_TEXT EXCERPT:_
:::

Oldest Woman in the World
If you want to know the record holder for the oldest woman in the world, then you're in the right place. Jeanne Louise Calment (born in 1875 / died 1997) was the oldest living woman and had the longest confirmed human life span in history, living to the age of 122 years, 164 days. She lived in Arles, France, for her entire life, and outlived both her daughter and grandson. She became especially well known from the age of 113, when the centenary of Vincent van Gogh's visit brought reporters to Arles. She entered the Guinness Book of Records in 1988, and on 17 October 1995 she became the oldest person ever.
She said she was 12 or 13 when she saw Vincent Van Gogh in Arles, and she said later that he was "very ugly, ungracious, impolite, sick, I forgive him, they called him loco.". Madame Calment once said: "I have an enormous will to live and a good appetite, especially for sweets". She used to eat more than two pounds of chocolate a week and treat her skin with olive oil, rode a bicycle until she was 100.
The longest documented lifespan for a living woman is that of 114-year-old Besse Cooper, of Georgia, United States, who was born on 26 August 1896. She succeeded Eunice Sanborn of Texas, United States, on 31 January 2011.
Tuti Yusupova (claimed birth date July 1, 1880) is an Uzbekistani who claims, at an alleged age of 130, to be the oldest living woman in the world. It has been claimed that she has a birth certificate recording her as having been born in 1880, but this has not been independently verified.

:::

_TASKS TO COMPLETE:_
(1) Copy out the stretch of the oldest-woman text from "She said she" through "31 January 2011.", word for word.
(2) Write the next part of the piece on the world's oldest women, picking up after its final sentence.

:::

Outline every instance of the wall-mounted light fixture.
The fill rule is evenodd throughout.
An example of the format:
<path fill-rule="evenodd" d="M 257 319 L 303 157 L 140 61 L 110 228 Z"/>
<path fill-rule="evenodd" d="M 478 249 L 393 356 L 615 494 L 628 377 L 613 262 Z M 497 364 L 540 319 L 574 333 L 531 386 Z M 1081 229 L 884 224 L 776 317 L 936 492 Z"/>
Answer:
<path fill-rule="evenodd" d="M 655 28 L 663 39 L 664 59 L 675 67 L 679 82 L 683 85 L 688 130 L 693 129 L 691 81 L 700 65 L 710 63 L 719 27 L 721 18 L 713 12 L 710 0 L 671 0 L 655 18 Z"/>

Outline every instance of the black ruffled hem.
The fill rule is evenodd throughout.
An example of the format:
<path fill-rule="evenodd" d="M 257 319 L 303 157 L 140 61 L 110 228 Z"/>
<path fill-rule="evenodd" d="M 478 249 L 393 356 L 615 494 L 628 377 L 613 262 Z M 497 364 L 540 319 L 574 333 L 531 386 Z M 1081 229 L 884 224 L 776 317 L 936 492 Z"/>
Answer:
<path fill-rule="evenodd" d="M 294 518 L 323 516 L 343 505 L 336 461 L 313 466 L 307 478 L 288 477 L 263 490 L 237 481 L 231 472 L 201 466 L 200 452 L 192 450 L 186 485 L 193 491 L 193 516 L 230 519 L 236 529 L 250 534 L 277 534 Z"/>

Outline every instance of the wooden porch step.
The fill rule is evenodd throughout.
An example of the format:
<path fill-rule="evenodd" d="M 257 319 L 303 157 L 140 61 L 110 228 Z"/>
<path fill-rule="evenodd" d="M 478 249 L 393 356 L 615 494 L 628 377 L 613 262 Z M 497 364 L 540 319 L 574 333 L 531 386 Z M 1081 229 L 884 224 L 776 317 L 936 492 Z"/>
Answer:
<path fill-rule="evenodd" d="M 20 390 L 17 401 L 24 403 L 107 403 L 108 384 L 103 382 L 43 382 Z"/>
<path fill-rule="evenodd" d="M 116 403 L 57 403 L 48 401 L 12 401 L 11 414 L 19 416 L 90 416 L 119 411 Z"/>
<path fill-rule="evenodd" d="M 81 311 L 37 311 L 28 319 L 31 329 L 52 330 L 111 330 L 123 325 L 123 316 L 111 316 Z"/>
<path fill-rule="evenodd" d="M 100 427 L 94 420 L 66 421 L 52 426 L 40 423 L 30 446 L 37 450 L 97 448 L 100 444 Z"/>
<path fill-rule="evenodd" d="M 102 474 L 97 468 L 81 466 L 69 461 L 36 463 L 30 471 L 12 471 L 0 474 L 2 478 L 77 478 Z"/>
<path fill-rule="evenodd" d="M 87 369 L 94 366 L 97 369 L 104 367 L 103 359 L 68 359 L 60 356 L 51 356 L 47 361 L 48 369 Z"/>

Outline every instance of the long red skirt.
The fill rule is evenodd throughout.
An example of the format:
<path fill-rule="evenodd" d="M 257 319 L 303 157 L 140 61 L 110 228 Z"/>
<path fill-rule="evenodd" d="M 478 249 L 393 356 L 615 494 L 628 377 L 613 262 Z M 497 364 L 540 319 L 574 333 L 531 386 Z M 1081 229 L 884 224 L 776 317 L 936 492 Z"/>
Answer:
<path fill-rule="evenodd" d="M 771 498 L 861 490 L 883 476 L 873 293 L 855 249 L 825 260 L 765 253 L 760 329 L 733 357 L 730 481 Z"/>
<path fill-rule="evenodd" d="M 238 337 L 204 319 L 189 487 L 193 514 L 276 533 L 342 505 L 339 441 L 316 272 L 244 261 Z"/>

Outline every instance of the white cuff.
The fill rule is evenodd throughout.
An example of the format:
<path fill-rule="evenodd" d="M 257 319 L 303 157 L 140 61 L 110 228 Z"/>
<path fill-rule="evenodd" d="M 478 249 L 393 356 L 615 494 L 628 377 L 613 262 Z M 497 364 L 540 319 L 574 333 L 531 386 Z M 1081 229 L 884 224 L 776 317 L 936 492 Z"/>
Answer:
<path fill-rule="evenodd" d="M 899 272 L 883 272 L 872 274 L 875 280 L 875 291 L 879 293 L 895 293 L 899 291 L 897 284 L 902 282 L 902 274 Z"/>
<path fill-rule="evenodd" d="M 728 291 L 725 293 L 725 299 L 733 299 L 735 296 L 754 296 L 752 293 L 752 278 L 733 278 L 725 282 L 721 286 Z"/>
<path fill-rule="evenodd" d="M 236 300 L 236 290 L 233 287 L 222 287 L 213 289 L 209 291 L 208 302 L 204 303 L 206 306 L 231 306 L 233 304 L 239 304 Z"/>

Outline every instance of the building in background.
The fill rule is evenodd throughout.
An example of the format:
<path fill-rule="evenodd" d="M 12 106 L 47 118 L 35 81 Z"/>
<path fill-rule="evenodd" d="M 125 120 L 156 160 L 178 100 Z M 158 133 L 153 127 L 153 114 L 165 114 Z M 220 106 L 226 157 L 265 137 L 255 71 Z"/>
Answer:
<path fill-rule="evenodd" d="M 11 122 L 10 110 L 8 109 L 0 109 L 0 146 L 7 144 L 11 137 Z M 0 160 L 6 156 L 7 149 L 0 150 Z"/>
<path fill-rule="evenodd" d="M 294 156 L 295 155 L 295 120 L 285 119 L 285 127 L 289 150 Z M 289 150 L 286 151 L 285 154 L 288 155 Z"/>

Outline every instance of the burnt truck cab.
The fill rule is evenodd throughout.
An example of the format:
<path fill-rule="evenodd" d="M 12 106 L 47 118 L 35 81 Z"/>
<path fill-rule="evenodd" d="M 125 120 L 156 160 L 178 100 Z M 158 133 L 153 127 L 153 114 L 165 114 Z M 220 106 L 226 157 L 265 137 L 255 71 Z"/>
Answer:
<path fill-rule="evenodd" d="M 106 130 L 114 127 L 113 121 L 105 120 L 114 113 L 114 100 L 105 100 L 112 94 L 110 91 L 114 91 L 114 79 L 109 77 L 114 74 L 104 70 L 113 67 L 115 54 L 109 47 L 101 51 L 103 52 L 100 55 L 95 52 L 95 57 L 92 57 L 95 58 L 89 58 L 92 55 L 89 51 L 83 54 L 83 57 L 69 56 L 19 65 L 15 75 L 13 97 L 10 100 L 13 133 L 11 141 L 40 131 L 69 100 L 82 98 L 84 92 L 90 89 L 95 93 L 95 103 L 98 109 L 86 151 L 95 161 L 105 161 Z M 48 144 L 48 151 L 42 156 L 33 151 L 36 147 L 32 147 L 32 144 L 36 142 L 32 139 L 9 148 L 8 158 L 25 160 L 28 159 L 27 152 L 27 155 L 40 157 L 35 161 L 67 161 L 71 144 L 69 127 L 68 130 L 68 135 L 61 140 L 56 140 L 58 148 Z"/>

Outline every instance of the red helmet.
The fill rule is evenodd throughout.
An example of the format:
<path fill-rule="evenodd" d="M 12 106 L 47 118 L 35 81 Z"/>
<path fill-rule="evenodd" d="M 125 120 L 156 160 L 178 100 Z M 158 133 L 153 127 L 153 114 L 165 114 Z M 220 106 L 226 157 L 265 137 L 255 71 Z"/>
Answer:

:::

_OUTPUTS FOR THE TASKS:_
(1)
She said she was 12 or 13 when she saw Vincent Van Gogh in Arles, and she said later that he was "very ugly, ungracious, impolite, sick, I forgive him, they called him loco.". Madame Calment once said: "I have an enormous will to live and a good appetite, especially for sweets". She used to eat more than two pounds of chocolate a week and treat her skin with olive oil, rode a bicycle until she was 100.
The longest documented lifespan for a living woman is that of 114-year-old Besse Cooper, of Georgia, United States, who was born on 26 August 1896. She succeeded Eunice Sanborn of Texas, United States, on 31 January 2011.

(2)
Antisa Khvichava (born 8 July 1880) is a Georgian woman who is 130 years old, which would make her the oldest person of all time. Her passport is given as evidence. However it is claimed that it is likely that her birth records were either misrecorded or falsified.
Did you know that evidence-based studies indicate that longevity is based on two major factors, genetics and lifestyle choices. Twin studies, have estimated that approximately 20-30% of an individual’s lifespan is related to genetics, the rest is due to individual behaviors and environmental factors which can be modified. Study of the regions of the world known as blue zones, where people commonly live active lives past 100 years of age, have shown that longevity is related to a healthy social and family life, not smoking, eating a plant-based diet, frequent consumption of legumes and nuts, and engaging in regular physical activity.